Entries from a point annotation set
****
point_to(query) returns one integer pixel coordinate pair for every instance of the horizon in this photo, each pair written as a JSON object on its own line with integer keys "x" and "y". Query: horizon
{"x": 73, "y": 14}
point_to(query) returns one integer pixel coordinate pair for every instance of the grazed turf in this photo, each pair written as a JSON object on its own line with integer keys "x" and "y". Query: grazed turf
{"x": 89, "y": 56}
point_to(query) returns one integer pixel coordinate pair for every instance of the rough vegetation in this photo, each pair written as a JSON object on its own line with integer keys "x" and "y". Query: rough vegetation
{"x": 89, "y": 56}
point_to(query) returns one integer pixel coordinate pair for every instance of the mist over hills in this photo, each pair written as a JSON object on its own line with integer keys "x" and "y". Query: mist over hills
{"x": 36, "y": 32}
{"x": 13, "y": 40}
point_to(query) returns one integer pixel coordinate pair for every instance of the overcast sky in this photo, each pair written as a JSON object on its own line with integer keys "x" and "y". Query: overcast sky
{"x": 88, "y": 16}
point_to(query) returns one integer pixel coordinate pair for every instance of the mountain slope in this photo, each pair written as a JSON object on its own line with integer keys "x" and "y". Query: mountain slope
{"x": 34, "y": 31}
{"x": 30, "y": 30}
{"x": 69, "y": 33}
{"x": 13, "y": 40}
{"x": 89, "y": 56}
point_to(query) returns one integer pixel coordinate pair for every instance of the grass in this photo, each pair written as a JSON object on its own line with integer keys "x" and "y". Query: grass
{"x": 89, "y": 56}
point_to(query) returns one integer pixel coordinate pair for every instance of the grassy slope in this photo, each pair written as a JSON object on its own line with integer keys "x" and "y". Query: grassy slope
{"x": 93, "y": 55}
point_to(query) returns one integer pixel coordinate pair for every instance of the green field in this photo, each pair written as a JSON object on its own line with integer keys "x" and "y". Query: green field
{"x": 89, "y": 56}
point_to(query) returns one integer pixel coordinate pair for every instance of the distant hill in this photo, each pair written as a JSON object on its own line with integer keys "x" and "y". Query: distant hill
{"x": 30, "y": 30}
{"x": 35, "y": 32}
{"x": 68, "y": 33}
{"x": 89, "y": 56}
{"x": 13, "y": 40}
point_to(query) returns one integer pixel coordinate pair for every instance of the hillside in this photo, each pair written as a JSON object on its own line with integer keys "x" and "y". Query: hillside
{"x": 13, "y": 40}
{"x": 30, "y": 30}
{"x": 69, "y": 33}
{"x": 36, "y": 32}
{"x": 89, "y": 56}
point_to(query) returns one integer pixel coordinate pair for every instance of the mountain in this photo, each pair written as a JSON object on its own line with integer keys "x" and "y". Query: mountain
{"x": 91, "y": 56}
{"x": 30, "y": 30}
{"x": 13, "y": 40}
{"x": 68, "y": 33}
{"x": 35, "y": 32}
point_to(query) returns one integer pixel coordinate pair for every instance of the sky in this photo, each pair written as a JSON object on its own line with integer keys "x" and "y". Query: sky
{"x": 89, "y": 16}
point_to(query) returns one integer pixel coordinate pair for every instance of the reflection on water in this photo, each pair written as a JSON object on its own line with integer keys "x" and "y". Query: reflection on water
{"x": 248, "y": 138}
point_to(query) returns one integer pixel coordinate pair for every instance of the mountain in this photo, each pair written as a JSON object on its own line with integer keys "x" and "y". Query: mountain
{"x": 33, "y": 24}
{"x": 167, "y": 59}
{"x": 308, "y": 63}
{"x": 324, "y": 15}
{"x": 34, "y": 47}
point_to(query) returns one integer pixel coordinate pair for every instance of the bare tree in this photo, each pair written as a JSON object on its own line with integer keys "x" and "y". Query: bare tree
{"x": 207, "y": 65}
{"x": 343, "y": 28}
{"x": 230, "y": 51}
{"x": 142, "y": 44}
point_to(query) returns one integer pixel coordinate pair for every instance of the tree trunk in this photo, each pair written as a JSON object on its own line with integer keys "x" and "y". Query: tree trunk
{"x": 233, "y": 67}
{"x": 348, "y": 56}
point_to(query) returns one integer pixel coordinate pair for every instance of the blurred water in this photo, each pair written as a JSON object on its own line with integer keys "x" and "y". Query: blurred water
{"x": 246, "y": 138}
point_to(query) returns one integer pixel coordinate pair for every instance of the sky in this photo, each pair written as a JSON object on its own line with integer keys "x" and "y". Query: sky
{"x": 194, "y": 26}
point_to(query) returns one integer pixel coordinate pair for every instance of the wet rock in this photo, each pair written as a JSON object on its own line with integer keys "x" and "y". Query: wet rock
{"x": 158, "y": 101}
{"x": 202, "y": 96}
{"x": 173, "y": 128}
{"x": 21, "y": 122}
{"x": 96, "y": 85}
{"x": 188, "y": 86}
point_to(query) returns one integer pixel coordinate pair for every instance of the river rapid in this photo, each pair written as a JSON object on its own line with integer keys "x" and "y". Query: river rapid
****
Transcribe each entry exactly.

point_to(query) returns one integer pixel coordinate pair for every instance of the horizon in this photo, each pair written as a JSON object on its own line with integer keys "x" and "y". Query: horizon
{"x": 73, "y": 14}
point_to(query) returns one integer pixel coordinate pair for every instance of the grazed turf in this photo, each pair written as a JSON object on its own line with integer keys "x" and "y". Query: grazed turf
{"x": 89, "y": 56}
point_to(query) returns one integer pixel coordinate pair for every instance of the rough vegetation in this photo, each pair written as a JSON object on its own line with integer keys "x" and "y". Query: rough vegetation
{"x": 89, "y": 56}
point_to(query) returns one integer pixel coordinate pair for every instance of the mist over hills in this photo, each pair written as a JSON object on its own line with integer keys "x" and "y". Query: mist over hills
{"x": 36, "y": 32}
{"x": 13, "y": 40}
point_to(query) returns one integer pixel coordinate pair for every instance of the overcast sky in this photo, each pair written as a JSON object on its own line with integer keys "x" and "y". Query: overcast sky
{"x": 88, "y": 16}
point_to(query) returns one integer pixel coordinate pair for every instance of the mountain slope in this photo, each pair written as a JSON object on its own line with integer keys "x" and "y". Query: mountain slope
{"x": 34, "y": 31}
{"x": 30, "y": 30}
{"x": 69, "y": 33}
{"x": 13, "y": 40}
{"x": 89, "y": 56}
point_to(query) returns one integer pixel coordinate pair for every instance of the grass in this photo, each pair written as a JSON object on its own line with integer keys "x" and "y". Query: grass
{"x": 89, "y": 56}
point_to(query) returns one integer pixel coordinate pair for every instance of the grassy slope in this photo, each pair written as a JSON object on its own line with integer keys "x" and "y". Query: grassy slope
{"x": 93, "y": 55}
point_to(query) returns one integer pixel coordinate pair for every instance of the green field in this photo, each pair written as a JSON object on its own line with integer keys "x" and "y". Query: green field
{"x": 89, "y": 56}
point_to(query) returns one integer pixel coordinate pair for every instance of the distant hill in this photo, each pair written as a JSON object on its own line with integer keys "x" and "y". Query: distant hill
{"x": 30, "y": 30}
{"x": 35, "y": 32}
{"x": 68, "y": 33}
{"x": 89, "y": 56}
{"x": 13, "y": 40}
point_to(query) returns one integer pixel coordinate pair for every instance of the hillside in this photo, each pair written as a JSON object on its own line with integer keys "x" and "y". Query: hillside
{"x": 13, "y": 40}
{"x": 30, "y": 30}
{"x": 69, "y": 33}
{"x": 36, "y": 32}
{"x": 89, "y": 56}
point_to(query) returns one integer pixel coordinate pair for every instance of the mountain in this photo, each pair written as a JSON object on its own line with integer keys "x" and "y". Query: mountain
{"x": 91, "y": 56}
{"x": 30, "y": 30}
{"x": 13, "y": 40}
{"x": 68, "y": 33}
{"x": 35, "y": 32}
point_to(query) returns one integer pixel coordinate pair for every instance of the sky in this photo, each pair written as a JSON object on its own line with integer keys "x" and "y". Query: sky
{"x": 89, "y": 16}
point_to(query) returns one integer pixel coordinate pair for every instance of the reflection on water in this photo, each pair written as a JSON object on its own line with integer keys "x" and "y". Query: reflection on water
{"x": 248, "y": 138}
point_to(query) returns one integer pixel coordinate pair for every instance of the mountain in this photo, each pair written as a JSON object on its own line with integer keys "x" and "y". Query: mountain
{"x": 33, "y": 24}
{"x": 167, "y": 59}
{"x": 308, "y": 63}
{"x": 324, "y": 15}
{"x": 34, "y": 47}
point_to(query) returns one integer pixel coordinate pair for every instance of the bare tree in this photo, each pair written as a JSON object on its own line with integer keys "x" and "y". Query: bare tree
{"x": 207, "y": 65}
{"x": 343, "y": 28}
{"x": 230, "y": 51}
{"x": 142, "y": 44}
point_to(query) returns one integer pixel coordinate pair for every instance of the tree trunk in this photo, each pair written as a JSON object on its own line with integer keys "x" and "y". Query: tree trunk
{"x": 233, "y": 67}
{"x": 348, "y": 56}
point_to(query) returns one integer pixel coordinate pair for every instance of the blurred water in this photo, each pair written as a JSON object on its own line with integer keys "x" and "y". Query: blurred water
{"x": 246, "y": 138}
point_to(query) returns one integer pixel coordinate pair for every instance of the sky in this photo, each pair written as a JSON object on its own line with integer keys "x" and "y". Query: sky
{"x": 194, "y": 26}
point_to(query) returns one integer pixel coordinate pair for every instance of the wet rock in this photo, each pair written as a JSON object on its own line with integer keys "x" and "y". Query: wet rock
{"x": 158, "y": 101}
{"x": 202, "y": 96}
{"x": 173, "y": 128}
{"x": 21, "y": 122}
{"x": 96, "y": 85}
{"x": 188, "y": 86}
point_to(query) returns one integer pixel coordinate pair for every instance of the river rapid in this photo, each pair written as a JSON object on its own line with integer keys "x" and "y". Query: river rapid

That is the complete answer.